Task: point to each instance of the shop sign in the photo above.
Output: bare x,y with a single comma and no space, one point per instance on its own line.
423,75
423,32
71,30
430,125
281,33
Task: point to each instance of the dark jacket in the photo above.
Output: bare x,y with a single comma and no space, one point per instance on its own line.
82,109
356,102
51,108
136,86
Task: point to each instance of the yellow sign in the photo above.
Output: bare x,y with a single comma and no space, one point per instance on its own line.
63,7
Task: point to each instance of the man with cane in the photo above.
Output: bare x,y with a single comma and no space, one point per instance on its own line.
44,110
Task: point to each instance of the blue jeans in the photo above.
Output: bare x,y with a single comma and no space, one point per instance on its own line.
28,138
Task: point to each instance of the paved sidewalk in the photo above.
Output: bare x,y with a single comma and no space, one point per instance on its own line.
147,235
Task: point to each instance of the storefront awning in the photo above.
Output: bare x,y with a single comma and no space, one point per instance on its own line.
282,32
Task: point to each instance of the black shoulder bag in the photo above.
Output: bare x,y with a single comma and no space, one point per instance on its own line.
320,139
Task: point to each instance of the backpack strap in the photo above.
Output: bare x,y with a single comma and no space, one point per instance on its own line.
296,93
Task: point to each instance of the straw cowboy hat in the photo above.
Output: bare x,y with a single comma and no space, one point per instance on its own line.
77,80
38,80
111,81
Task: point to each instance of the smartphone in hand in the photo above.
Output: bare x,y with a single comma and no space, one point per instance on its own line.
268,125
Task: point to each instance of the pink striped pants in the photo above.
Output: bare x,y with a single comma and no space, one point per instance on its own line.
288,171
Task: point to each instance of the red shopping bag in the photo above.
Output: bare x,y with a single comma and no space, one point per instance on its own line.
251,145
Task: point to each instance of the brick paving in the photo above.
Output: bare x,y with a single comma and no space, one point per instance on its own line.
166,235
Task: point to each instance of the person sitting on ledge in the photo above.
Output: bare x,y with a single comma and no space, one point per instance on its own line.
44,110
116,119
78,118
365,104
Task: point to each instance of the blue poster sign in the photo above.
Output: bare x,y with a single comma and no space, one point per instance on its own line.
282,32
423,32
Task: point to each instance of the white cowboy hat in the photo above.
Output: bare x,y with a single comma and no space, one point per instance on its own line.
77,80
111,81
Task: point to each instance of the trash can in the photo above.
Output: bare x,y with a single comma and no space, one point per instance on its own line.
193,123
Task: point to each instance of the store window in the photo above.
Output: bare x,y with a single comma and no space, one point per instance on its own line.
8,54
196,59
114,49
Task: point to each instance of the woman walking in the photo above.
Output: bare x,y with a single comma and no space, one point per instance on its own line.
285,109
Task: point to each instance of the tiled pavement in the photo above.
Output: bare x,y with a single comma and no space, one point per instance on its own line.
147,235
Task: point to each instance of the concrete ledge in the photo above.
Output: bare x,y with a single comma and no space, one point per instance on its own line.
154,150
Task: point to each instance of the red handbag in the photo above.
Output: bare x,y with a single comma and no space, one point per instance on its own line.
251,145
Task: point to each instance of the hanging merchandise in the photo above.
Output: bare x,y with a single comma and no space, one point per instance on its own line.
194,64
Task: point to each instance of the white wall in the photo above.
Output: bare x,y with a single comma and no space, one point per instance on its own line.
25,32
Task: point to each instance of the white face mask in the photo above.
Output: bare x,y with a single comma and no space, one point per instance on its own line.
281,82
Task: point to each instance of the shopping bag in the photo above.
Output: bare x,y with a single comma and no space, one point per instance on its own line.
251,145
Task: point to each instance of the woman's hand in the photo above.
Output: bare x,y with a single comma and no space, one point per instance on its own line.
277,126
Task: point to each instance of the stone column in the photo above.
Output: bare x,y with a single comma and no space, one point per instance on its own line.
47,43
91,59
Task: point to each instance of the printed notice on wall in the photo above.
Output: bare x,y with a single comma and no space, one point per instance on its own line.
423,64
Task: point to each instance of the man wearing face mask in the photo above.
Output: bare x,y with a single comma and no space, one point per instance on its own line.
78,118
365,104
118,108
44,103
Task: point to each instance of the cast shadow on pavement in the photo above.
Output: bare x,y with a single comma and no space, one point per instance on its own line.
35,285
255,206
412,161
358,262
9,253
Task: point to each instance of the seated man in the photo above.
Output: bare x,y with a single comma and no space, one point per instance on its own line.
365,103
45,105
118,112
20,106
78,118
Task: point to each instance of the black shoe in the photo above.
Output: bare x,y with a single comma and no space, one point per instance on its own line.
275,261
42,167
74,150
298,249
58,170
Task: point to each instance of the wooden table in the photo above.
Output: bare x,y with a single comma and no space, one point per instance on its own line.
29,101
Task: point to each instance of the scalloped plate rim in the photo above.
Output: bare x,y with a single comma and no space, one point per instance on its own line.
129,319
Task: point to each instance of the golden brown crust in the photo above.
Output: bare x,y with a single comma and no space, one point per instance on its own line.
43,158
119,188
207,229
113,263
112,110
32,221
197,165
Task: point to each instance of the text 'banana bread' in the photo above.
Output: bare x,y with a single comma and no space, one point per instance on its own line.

──────

**Written exercise**
The records above should be restated word for word, please.

**Reply to the exercise**
Task: point to each instance of the shop sign in the photo above.
Output: bare x,y with a single comma and no space, one point per instance on its own line.
423,75
423,32
71,30
430,125
281,33
Task: point to each instance of the dark jacket in the photo above.
Output: bare x,y with a single comma and no space, one point per instance on its own line.
82,109
356,102
51,108
136,86
Task: point to each instance of the yellow sign in the photo above.
Output: bare x,y with a single comma and no space, one point per instance on its own line.
63,7
Task: point to each instance of the man with cane in the photo above.
Output: bare x,y with a single comma and no space, one point per instance on its own line.
44,110
Task: point to each instance of the blue jeans in the photo above.
Output: bare x,y with a single comma and no space, one point per instance on its own line.
28,138
Task: point to each instance of the paved sidewalk in the photo above.
Output: bare x,y with a single comma and no space, one point per instance on its own line.
147,235
Task: point to each instance of the storefront awning in the photo above.
Output: bare x,y with a single comma and no space, one point per instance on its own line.
282,32
Task: point to each instance of the black shoulder bag in the photo above.
Output: bare x,y with a single comma and no space, one point per instance on its own line.
320,139
Task: point to each instance of the backpack strap in the photo above.
Output: bare x,y with a single comma and no space, one point per instance on its own line.
296,93
Task: point to each instance of the straw cowboy hat in the photo above.
Output: bare x,y with a single comma and no space, one point per instance on its own line.
77,80
38,80
111,81
Task: point to each instance of the smartphone in hand in the photo above.
Output: bare x,y with a single comma and no space, one point per instance on its own line.
268,125
Task: point to each instance of the pink striped pants in the photo above.
Output: bare x,y with a single comma and no space, one point per instance on its own line.
288,171
Task: point to each instance of the red shopping bag in the photo above.
Output: bare x,y with a single comma and no space, one point per instance on its own line.
251,145
Task: point to each instance of the brick paving in the photo above.
Output: bare x,y with a single comma and no space, one point per instance on its own line.
166,235
Task: point to each instance of the person sitting on ledge in the photo above.
Output: bare x,y with a single comma and no space, one point per instance on its own line.
44,110
116,119
78,118
365,104
Task: point to each instance of the blue poster sign in the photo above.
Output: bare x,y with a single comma and no space, one point per instance on its own line.
282,32
423,32
Task: point to each instance of the white cowboy hat in the photo above.
Output: bare x,y with a single comma and no space, one point per instance on its own line.
77,80
111,81
Task: point to each instance of the trash can in the photo above.
Output: bare x,y with a single comma and no space, one point per instance on its own line.
193,123
Task: point to each instance of the store window in the photo above.
Output: bare x,y with a single comma and no space, one point per instance on its own line.
8,54
196,59
114,49
Task: point to each instance of the woman walking in the photo above.
Output: bare x,y with a single comma and no space, one point per instance on its own line.
285,109
Task: point to each instance of the tiled pavement in the photo above.
Output: bare x,y with a single comma and no space, one point per instance on its own line.
147,235
Task: point to each instance of the concrete ledge in the photo above.
Output: bare x,y with a single comma and no space, one point per instance on its own line.
154,150
Task: point to each instance of the red handbag in the photo above.
Output: bare x,y with a single comma and no space, one point per instance on its own line.
251,145
Task: point to each instance of the hanging merchandise in the photo above.
Output: bare x,y with a single comma and no space, one point per instance on its own line.
194,64
Task: point to each instance of the white wall in the photo above.
Output: bare x,y with a single comma and no space, one point per instance on its own line.
25,32
Task: point to each instance of the white face mask in the photo above.
Output: bare x,y with a single comma and no space, one point per instance on its own line.
281,82
Task: point to each instance of the shopping bag in the photo above.
Output: bare x,y with a single comma and no space, one point per instance on its own line.
251,145
Task: point to each instance of the woman's hand in the photo above.
Output: bare x,y with a single comma and no space, one point per instance on its own line.
277,126
Task: point to each instance of the stone column in the photo above.
Output: bare x,y with a single comma and no space, one point per instance on its own line.
47,43
91,59
Task: point to each instance of the printed notice on wall in the photo above.
Output: bare x,y with a single comma and no space, one point per instance on its own line.
423,64
Task: point to each instance of the man wearing face mask in the photo above.
Output: bare x,y with a single comma and no space, one point per instance on its own line.
78,118
365,104
118,108
44,103
Task: point to each instance of the cast shadow on pavement in the photo above.
Output: bare x,y with a single comma and no space, one point per instance on its own line.
35,285
255,206
412,161
358,262
9,253
Task: point to each instance of the seated man in the photo above.
Output: bare x,y with a single comma and no space, one point per instance on its own line.
365,103
45,105
118,112
20,106
78,118
Task: point to each instance of the black shoe in the photo above.
Output: bare x,y with a single comma and no space, one point per instance on its own line.
275,261
42,167
74,150
298,249
58,170
Task: point to each instance of the wooden table in the photo above.
Output: bare x,y with a single comma and no space, one point per instance on its own line.
29,101
Task: point to each instance of the scalloped plate rim in the photo above.
Output: bare x,y with a single comma and no space, one point per instance on its own line.
129,319
Task: point to each instance of the golden brown crust in the photo above.
Output: bare x,y with a single comma and no space, one point per instance on its own line.
43,158
119,188
207,229
113,263
112,110
32,221
197,165
Task: point to each instance of the text 'banana bread' in the photo above.
Output: bare x,y with a single comma and no space, one point per instance on its own line.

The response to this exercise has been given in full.